**SOURCE EXCERPT**
------------------------------------

Earlier this year, I attended the first Sustainable Brands Africa conference in Cape Town, South Africa. I have written about this amazing experience in the past but perhaps I failed to mention some of the wonderful friends I made while at the conference. KoAnn Vikoren, the Founder and CEO of Sustainable Brands couldn’t have put it any better, ‘the people you meet at Sustainable Brands are both smart and nice!’ For me, Nancy Mancilla is both these things and more. I first met Nancy at the Cape Town conference and had the pleasure of getting together again with her, and her husband, a few weeks ago in Nairobi. I love Nancy’s simple and refreshing take on sustainability reporting. She also shares my passion for contextualising the issues around sustainability. She shares some of her views in the article below. Enjoy the read. Muthoni

By Nancy Mancilla, ISOS Group CEO & Co-Founder

The world has turned attention to defining what growth means in light of heightened security issues, climate change and human diaspora. Over the years, we’ve all struggled to find ways to assess responsibility and determine roles needed to advance strategic issues – sustainably. Global leaders finally came together at COP21 in Paris last year to sign across their commitments to reducing harmful environmental impacts and more recently, delegates from Japan and across Africa met in Nairobi met to discuss strengthening ties towards sustainable development and this week, the U.S. and China formally signed onto the Paris Climate Change Agreement.

What does this mean for Africa? Due to our interdependencies, implications are broad. As seen during our trip to Nairobi a few weeks ago, the country is experiencing astronomical growth and as one friend put it, “Kenyans have their day job and then they have their hustle.” These are the people that will feel the trickle down of policies set at the top, but craft creative solutions to delivering on economic growth. However, according to hard scientific evidence, there is need to act fast in order to sway our destiny and avoid the harmful effects of climate change by 2030. It is in this spirit that, our organisation, ISOS Group decided to venture into unchartered territory. As of late 2014, we were granted the opportunity to lead a consortium with AMC International in delivering GRI Certified Trainings in Sub-Saharan Africa (minus South Africa) and have since led two groundbreaking extended practitioners trainings that also delve into determining what’s relevant, designing due diligence schemes, building sustainability governance structures, the basics of greenhouse gas accounting and reporting. With each training, we’ve seen how incredibly well positioned the African continent is to shape the future of sustainable development – to “Africanise Sustainability”.

------------------------------------

[Lines for segmentation labeling]

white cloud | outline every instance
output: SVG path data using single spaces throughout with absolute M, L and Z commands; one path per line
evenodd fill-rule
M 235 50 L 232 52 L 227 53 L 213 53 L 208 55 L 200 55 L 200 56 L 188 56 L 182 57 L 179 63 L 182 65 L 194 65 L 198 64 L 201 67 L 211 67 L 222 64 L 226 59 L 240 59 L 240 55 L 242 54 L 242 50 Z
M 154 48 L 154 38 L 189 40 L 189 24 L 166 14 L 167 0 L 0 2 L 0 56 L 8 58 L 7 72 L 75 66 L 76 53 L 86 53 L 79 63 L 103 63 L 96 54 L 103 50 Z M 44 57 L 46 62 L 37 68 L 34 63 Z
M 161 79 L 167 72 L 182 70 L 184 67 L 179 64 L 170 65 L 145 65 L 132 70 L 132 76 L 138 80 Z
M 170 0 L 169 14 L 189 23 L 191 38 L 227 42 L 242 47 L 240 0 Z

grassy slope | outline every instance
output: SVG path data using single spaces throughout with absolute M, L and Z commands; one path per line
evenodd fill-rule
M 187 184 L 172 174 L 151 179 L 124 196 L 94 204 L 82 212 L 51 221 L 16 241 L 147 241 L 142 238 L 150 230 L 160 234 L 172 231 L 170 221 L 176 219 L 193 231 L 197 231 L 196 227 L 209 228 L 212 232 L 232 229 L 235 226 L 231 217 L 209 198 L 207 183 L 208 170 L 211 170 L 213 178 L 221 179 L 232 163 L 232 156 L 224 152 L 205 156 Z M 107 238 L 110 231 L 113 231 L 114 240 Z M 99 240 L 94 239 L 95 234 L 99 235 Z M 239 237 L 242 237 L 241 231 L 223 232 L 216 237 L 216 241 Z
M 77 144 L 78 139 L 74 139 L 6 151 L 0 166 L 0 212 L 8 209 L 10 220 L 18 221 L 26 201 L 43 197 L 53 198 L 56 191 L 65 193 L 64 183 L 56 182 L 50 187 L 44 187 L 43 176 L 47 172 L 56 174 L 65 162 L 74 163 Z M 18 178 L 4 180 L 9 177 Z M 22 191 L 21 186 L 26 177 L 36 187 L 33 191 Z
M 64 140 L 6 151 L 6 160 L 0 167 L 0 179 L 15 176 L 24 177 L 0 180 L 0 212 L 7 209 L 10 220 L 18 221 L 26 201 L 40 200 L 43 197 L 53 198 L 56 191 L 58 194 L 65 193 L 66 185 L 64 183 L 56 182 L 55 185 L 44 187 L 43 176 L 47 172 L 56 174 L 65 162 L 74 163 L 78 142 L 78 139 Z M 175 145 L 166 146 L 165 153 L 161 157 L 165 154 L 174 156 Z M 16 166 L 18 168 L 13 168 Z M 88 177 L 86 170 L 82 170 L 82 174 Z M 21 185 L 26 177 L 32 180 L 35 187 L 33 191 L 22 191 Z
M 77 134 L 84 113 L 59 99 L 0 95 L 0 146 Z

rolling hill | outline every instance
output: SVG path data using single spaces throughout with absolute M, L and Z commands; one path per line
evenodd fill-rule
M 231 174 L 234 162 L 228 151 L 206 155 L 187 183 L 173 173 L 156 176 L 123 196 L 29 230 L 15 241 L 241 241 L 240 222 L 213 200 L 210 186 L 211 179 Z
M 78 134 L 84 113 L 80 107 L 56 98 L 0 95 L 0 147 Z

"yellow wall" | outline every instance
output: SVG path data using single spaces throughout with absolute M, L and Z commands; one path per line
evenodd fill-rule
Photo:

------------------------------------

**THE TASKS**
(1) Set down the part of the sustainability article that begins at the words "The world has" and stops after "Climate Change Agreement.".
(2) Sum up the sustainability article in two sentences.
(3) According to the sustainability article, which organization did ISOS Group lead a consortium with to deliver GRI Certified Trainings?
Answer using only the sustainability article.

**PER-TASK OUTPUTS**
(1)
The world has turned attention to defining what growth means in light of heightened security issues, climate change and human diaspora. Over the years, we’ve all struggled to find ways to assess responsibility and determine roles needed to advance strategic issues – sustainably. Global leaders finally came together at COP21 in Paris last year to sign across their commitments to reducing harmful environmental impacts and more recently, delegates from Japan and across Africa met in Nairobi met to discuss strengthening ties towards sustainable development and this week, the U.S. and China formally signed onto the Paris Climate Change Agreement.

(2) Muthoni introduces Nancy Mancilla, a friend from the first Sustainable Brands Africa conference in Cape Town, whose views on sustainability follow. Mancilla notes that world leaders have committed to cutting harmful environmental impacts, and she says ISOS Group's GRI Certified Trainings in Sub-Saharan Africa have shown how well positioned the continent is to shape the future of sustainable development.

(3) AMC International